▶ _Problem details_
As an exercise in exact copying, transcribe the lines below from the one holding "Target: woman's left hand" through the last, with both ends included and pictures left out.

▶ _Dataset_
------------------------

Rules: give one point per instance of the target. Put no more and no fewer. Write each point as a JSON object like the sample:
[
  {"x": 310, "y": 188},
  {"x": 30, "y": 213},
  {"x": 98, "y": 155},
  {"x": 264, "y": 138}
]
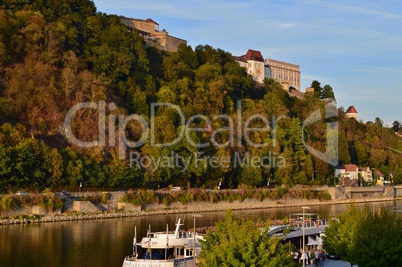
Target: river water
[{"x": 106, "y": 242}]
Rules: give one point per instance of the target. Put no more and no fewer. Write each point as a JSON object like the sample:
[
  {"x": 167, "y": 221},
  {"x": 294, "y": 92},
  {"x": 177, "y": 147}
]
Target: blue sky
[{"x": 355, "y": 46}]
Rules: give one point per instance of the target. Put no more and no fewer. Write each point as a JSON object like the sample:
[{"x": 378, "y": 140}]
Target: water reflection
[{"x": 106, "y": 242}]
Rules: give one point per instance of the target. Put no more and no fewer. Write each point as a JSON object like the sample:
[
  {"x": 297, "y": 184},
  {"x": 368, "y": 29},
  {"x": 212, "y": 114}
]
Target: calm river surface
[{"x": 106, "y": 242}]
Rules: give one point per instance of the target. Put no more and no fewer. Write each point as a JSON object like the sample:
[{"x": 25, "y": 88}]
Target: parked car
[
  {"x": 333, "y": 257},
  {"x": 22, "y": 193}
]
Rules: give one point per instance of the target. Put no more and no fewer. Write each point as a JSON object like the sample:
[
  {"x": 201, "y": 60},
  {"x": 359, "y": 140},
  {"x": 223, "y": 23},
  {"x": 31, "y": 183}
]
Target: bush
[{"x": 9, "y": 203}]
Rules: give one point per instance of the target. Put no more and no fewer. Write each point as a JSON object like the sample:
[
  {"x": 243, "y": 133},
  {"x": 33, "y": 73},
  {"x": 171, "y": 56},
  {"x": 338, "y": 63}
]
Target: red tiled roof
[
  {"x": 241, "y": 58},
  {"x": 351, "y": 109},
  {"x": 151, "y": 20},
  {"x": 350, "y": 167},
  {"x": 254, "y": 55}
]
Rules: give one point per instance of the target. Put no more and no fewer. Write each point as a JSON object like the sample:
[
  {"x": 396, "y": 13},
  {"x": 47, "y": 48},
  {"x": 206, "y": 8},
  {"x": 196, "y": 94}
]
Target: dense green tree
[{"x": 238, "y": 242}]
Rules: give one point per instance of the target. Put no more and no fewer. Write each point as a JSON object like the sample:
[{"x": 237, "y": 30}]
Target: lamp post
[
  {"x": 195, "y": 248},
  {"x": 304, "y": 259}
]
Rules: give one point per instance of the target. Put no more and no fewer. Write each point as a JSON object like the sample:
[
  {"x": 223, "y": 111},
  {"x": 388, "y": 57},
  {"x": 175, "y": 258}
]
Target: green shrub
[{"x": 9, "y": 203}]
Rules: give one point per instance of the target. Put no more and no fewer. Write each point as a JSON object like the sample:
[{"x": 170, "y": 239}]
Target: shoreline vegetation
[{"x": 147, "y": 202}]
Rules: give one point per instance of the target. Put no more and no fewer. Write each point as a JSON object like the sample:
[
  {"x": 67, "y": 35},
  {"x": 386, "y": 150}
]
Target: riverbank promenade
[{"x": 334, "y": 263}]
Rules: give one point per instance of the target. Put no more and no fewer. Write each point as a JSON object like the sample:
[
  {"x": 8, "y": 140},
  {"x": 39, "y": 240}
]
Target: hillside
[{"x": 55, "y": 56}]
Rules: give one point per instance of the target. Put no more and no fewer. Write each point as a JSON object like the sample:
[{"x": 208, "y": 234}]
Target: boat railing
[{"x": 309, "y": 224}]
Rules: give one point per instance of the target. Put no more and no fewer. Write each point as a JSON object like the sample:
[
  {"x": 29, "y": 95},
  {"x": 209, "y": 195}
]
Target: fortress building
[
  {"x": 255, "y": 65},
  {"x": 287, "y": 74},
  {"x": 351, "y": 112},
  {"x": 149, "y": 30}
]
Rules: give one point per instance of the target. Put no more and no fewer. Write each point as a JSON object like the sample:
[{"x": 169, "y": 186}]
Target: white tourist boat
[{"x": 164, "y": 249}]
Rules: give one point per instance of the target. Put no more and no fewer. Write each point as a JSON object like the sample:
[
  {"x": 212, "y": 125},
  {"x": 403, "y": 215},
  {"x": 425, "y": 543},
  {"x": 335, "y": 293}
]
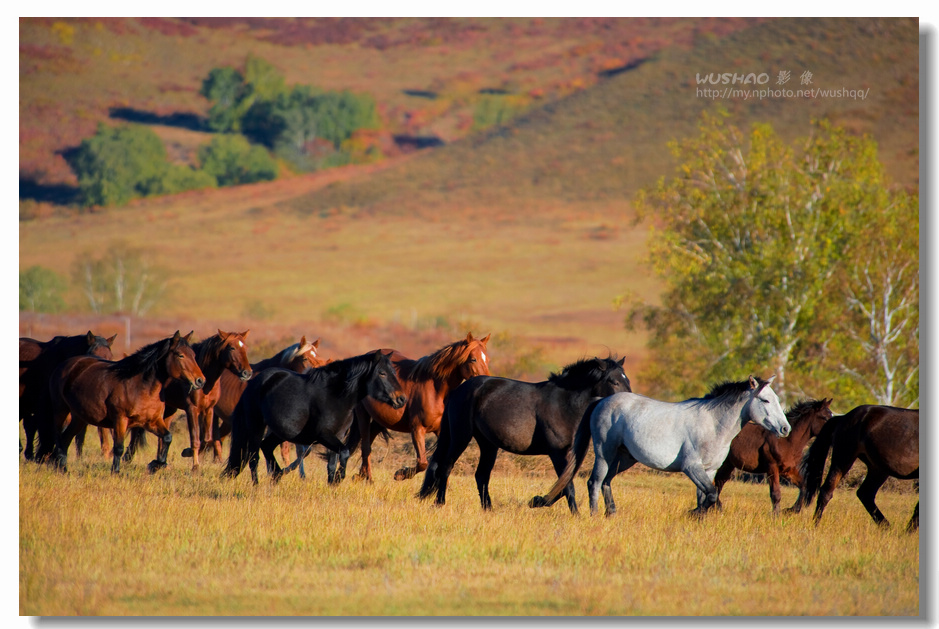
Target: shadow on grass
[{"x": 181, "y": 120}]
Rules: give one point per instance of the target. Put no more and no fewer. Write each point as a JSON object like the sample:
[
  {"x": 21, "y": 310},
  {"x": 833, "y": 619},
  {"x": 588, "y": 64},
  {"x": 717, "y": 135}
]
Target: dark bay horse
[
  {"x": 758, "y": 451},
  {"x": 885, "y": 438},
  {"x": 521, "y": 417},
  {"x": 316, "y": 407},
  {"x": 120, "y": 395},
  {"x": 38, "y": 359},
  {"x": 299, "y": 357},
  {"x": 426, "y": 382},
  {"x": 221, "y": 353}
]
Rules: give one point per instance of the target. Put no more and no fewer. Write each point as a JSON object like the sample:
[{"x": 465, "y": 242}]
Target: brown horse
[
  {"x": 119, "y": 395},
  {"x": 299, "y": 357},
  {"x": 758, "y": 451},
  {"x": 38, "y": 360},
  {"x": 885, "y": 438},
  {"x": 221, "y": 353},
  {"x": 426, "y": 382}
]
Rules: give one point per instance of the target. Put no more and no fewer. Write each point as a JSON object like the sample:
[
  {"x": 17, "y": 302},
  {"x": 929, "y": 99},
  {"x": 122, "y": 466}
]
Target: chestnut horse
[
  {"x": 299, "y": 357},
  {"x": 885, "y": 438},
  {"x": 119, "y": 395},
  {"x": 221, "y": 353},
  {"x": 427, "y": 382},
  {"x": 758, "y": 451},
  {"x": 38, "y": 360}
]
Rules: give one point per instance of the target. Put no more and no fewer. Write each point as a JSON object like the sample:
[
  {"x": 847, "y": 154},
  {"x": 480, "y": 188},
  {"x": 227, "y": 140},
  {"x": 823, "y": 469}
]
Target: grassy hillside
[{"x": 525, "y": 229}]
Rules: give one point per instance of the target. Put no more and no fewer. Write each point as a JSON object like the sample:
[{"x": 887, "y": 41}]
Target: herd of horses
[{"x": 295, "y": 397}]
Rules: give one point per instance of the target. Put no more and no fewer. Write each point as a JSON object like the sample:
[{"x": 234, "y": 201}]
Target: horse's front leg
[
  {"x": 417, "y": 438},
  {"x": 196, "y": 430},
  {"x": 775, "y": 493},
  {"x": 162, "y": 430},
  {"x": 117, "y": 450}
]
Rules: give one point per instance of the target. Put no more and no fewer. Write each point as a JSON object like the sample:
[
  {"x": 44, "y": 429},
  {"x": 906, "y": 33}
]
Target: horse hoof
[{"x": 404, "y": 473}]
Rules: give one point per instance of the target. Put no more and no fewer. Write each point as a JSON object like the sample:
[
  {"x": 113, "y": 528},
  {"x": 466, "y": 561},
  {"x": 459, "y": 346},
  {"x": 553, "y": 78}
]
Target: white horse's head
[{"x": 764, "y": 408}]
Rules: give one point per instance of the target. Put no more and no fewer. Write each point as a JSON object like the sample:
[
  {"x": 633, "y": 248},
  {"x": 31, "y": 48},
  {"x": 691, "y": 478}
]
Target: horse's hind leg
[
  {"x": 914, "y": 521},
  {"x": 268, "y": 444},
  {"x": 417, "y": 438},
  {"x": 724, "y": 472},
  {"x": 487, "y": 459},
  {"x": 840, "y": 465},
  {"x": 559, "y": 461},
  {"x": 867, "y": 492},
  {"x": 706, "y": 490}
]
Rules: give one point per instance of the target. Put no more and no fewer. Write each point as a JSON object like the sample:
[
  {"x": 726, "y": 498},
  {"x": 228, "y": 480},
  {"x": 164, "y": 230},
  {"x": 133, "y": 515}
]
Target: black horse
[
  {"x": 315, "y": 407},
  {"x": 521, "y": 417},
  {"x": 886, "y": 438},
  {"x": 38, "y": 359}
]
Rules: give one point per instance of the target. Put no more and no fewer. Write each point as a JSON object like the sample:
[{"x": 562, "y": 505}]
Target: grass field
[{"x": 178, "y": 544}]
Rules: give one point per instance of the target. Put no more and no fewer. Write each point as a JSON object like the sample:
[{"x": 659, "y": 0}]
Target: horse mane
[
  {"x": 344, "y": 375},
  {"x": 436, "y": 366},
  {"x": 583, "y": 374},
  {"x": 208, "y": 347},
  {"x": 802, "y": 409},
  {"x": 728, "y": 393},
  {"x": 145, "y": 361}
]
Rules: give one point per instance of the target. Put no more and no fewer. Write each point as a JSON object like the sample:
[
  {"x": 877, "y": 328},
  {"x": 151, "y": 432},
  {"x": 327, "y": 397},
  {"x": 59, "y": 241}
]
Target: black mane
[
  {"x": 583, "y": 374},
  {"x": 802, "y": 409},
  {"x": 729, "y": 392},
  {"x": 146, "y": 361}
]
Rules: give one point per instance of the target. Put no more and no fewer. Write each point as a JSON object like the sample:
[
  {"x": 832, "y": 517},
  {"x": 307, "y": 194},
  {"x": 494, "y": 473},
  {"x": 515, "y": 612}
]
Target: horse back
[{"x": 889, "y": 437}]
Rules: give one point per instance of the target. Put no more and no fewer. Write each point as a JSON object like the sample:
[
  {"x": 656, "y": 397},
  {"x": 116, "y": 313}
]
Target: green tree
[
  {"x": 232, "y": 160},
  {"x": 874, "y": 353},
  {"x": 231, "y": 96},
  {"x": 124, "y": 279},
  {"x": 41, "y": 290},
  {"x": 753, "y": 233},
  {"x": 118, "y": 164}
]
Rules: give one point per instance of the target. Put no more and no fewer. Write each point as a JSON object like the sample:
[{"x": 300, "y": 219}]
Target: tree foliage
[
  {"x": 41, "y": 290},
  {"x": 756, "y": 242},
  {"x": 303, "y": 125},
  {"x": 119, "y": 164},
  {"x": 232, "y": 160},
  {"x": 124, "y": 279}
]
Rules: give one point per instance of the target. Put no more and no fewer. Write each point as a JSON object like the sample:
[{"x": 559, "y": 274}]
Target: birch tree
[{"x": 748, "y": 238}]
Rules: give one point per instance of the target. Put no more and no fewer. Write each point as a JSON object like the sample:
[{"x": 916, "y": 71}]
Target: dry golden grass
[{"x": 183, "y": 544}]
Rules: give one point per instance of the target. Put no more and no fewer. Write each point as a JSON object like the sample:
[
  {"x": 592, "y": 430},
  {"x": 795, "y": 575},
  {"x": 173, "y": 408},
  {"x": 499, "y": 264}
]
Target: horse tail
[
  {"x": 574, "y": 459},
  {"x": 813, "y": 463}
]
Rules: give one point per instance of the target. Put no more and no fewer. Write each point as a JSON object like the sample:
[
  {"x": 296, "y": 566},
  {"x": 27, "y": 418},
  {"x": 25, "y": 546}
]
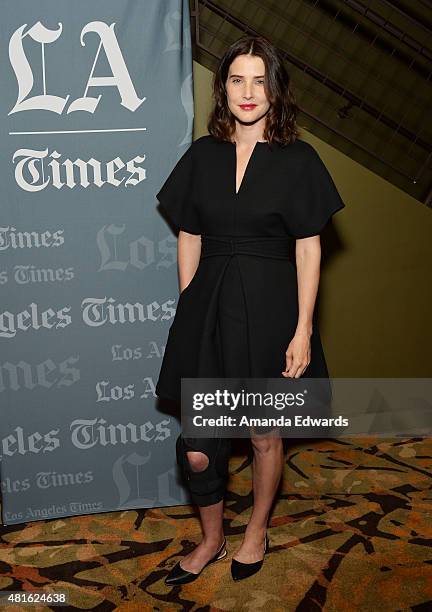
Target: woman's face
[{"x": 246, "y": 95}]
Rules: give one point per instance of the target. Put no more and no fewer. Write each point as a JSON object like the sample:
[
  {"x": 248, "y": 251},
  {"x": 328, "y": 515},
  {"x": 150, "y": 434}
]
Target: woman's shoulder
[
  {"x": 205, "y": 141},
  {"x": 301, "y": 149}
]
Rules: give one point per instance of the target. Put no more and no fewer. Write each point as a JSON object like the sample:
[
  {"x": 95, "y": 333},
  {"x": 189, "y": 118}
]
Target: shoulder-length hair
[{"x": 280, "y": 124}]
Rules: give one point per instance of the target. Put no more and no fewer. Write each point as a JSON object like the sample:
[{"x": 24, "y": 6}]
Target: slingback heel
[
  {"x": 178, "y": 575},
  {"x": 240, "y": 570}
]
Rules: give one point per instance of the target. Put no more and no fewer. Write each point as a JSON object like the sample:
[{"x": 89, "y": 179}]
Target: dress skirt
[{"x": 232, "y": 342}]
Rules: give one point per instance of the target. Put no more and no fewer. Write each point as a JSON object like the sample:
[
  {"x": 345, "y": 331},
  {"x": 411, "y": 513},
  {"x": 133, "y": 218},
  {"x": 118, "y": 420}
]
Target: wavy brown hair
[{"x": 280, "y": 124}]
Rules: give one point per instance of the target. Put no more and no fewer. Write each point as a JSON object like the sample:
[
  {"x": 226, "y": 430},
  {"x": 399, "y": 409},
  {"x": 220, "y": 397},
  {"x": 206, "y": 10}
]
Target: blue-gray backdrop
[{"x": 97, "y": 107}]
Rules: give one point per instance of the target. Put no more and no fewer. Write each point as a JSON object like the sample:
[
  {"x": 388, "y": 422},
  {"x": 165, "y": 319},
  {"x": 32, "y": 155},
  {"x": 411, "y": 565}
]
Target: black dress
[{"x": 246, "y": 279}]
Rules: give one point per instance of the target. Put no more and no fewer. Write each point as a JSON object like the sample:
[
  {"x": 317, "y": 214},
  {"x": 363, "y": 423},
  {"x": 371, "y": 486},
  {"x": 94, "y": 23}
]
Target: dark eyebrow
[{"x": 261, "y": 76}]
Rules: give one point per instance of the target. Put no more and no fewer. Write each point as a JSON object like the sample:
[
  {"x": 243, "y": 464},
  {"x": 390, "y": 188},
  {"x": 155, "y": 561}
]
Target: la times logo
[
  {"x": 96, "y": 312},
  {"x": 37, "y": 168}
]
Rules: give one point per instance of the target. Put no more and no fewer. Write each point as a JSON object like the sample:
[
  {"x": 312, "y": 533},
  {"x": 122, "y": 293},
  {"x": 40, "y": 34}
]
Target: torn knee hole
[{"x": 198, "y": 461}]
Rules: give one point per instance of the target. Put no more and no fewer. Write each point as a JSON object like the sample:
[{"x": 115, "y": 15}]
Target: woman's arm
[
  {"x": 188, "y": 256},
  {"x": 308, "y": 259}
]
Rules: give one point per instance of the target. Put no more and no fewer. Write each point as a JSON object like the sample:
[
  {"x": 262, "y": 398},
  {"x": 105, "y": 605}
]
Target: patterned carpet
[{"x": 351, "y": 530}]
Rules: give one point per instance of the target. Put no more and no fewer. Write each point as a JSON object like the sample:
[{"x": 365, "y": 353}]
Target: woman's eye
[{"x": 261, "y": 81}]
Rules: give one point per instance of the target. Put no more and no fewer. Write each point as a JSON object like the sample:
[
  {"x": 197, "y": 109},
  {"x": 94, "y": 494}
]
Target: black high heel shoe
[
  {"x": 178, "y": 575},
  {"x": 240, "y": 570}
]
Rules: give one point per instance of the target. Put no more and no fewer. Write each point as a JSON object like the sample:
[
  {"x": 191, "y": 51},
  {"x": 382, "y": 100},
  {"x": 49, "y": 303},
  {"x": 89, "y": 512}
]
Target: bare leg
[
  {"x": 211, "y": 521},
  {"x": 267, "y": 470}
]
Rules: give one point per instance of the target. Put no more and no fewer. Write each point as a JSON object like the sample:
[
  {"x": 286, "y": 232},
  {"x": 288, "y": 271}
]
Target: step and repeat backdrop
[{"x": 97, "y": 107}]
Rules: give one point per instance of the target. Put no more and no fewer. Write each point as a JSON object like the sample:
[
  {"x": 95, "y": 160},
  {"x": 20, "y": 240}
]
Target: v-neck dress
[{"x": 247, "y": 267}]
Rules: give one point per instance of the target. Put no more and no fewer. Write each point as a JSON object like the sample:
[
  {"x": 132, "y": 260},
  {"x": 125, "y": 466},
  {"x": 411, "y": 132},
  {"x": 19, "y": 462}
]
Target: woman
[{"x": 242, "y": 196}]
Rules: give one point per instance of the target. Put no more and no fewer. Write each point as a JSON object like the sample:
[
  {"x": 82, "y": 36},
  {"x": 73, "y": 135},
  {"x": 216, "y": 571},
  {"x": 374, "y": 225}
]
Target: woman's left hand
[{"x": 298, "y": 355}]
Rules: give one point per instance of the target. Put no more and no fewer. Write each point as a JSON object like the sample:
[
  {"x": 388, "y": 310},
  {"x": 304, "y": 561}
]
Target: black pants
[{"x": 208, "y": 486}]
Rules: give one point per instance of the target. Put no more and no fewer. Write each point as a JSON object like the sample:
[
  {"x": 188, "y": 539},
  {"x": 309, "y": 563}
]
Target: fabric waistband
[{"x": 276, "y": 247}]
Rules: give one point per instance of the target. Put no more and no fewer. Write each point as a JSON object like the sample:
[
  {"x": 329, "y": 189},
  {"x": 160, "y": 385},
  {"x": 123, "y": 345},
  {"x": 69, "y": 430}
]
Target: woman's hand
[{"x": 298, "y": 355}]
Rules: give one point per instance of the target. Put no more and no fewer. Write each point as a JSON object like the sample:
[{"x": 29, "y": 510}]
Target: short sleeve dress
[{"x": 286, "y": 194}]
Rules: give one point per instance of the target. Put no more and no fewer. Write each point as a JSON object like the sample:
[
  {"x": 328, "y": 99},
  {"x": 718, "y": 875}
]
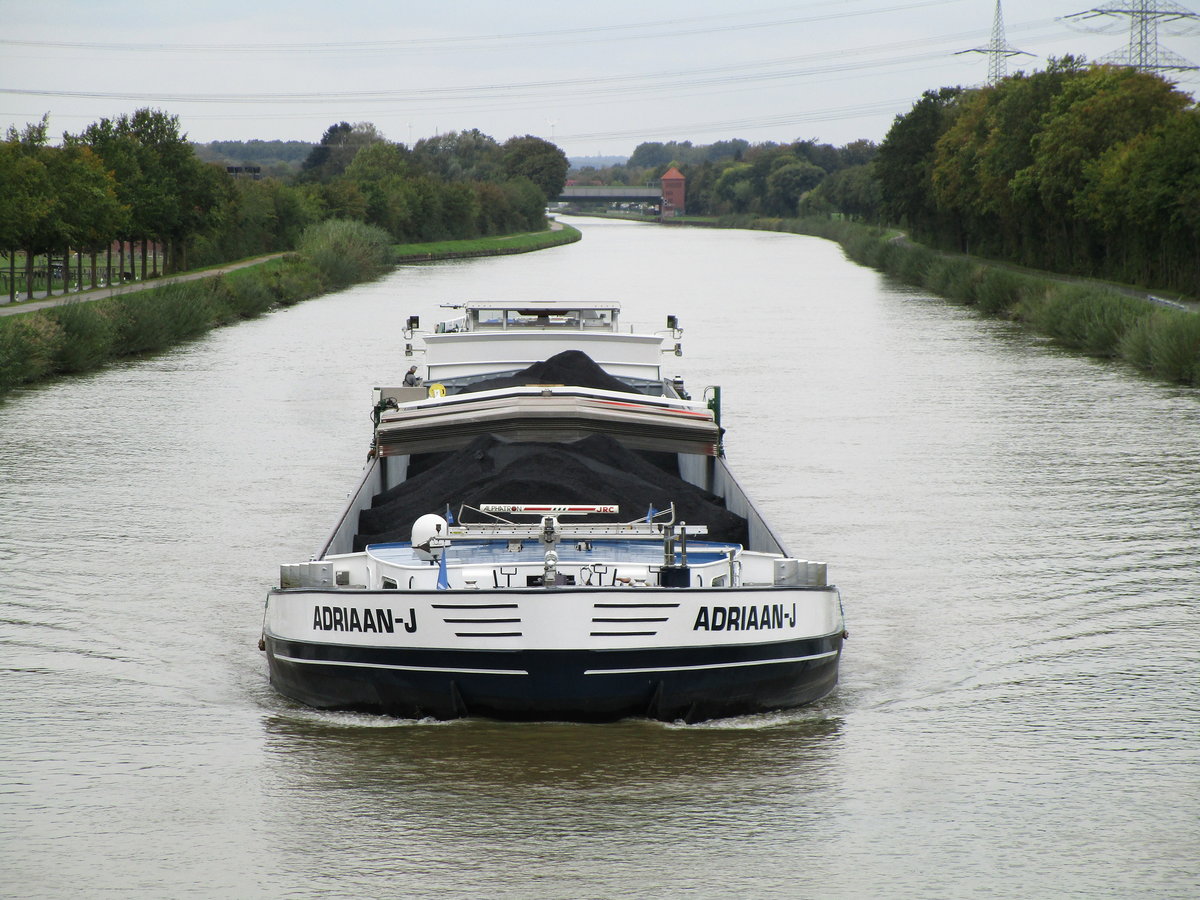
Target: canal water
[{"x": 1015, "y": 533}]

------------------------

▶ _Expected answer_
Target: woman's left hand
[{"x": 298, "y": 355}]
Rules: give one point per instance of the target. Put no more and no fewer. Write each point as a JSON object like the sample:
[
  {"x": 388, "y": 310},
  {"x": 304, "y": 561}
]
Target: black pants
[{"x": 208, "y": 486}]
Rules: give one point per instance of the target. Put no more and no fewer. Write each point as a JSON object like the sample:
[
  {"x": 188, "y": 539},
  {"x": 309, "y": 563}
]
Target: fabric waistband
[{"x": 276, "y": 247}]
Rules: give one point per instance of the target. Put no more and no fewer. Write each point as a JSON object like the sample:
[
  {"x": 329, "y": 189},
  {"x": 160, "y": 385},
  {"x": 123, "y": 345},
  {"x": 69, "y": 430}
]
Target: woman's hand
[{"x": 298, "y": 355}]
Rules: give one point per instance of the target. Put no more and no fewer. Write each point as a JSON object like the sample:
[{"x": 29, "y": 510}]
Target: short sleeve dress
[{"x": 286, "y": 194}]
Rules: give one point per instance of the target. Put no more and no fewer. Write each point as a JSON object like the sample:
[
  {"x": 328, "y": 99},
  {"x": 718, "y": 875}
]
Target: canal water
[{"x": 1015, "y": 533}]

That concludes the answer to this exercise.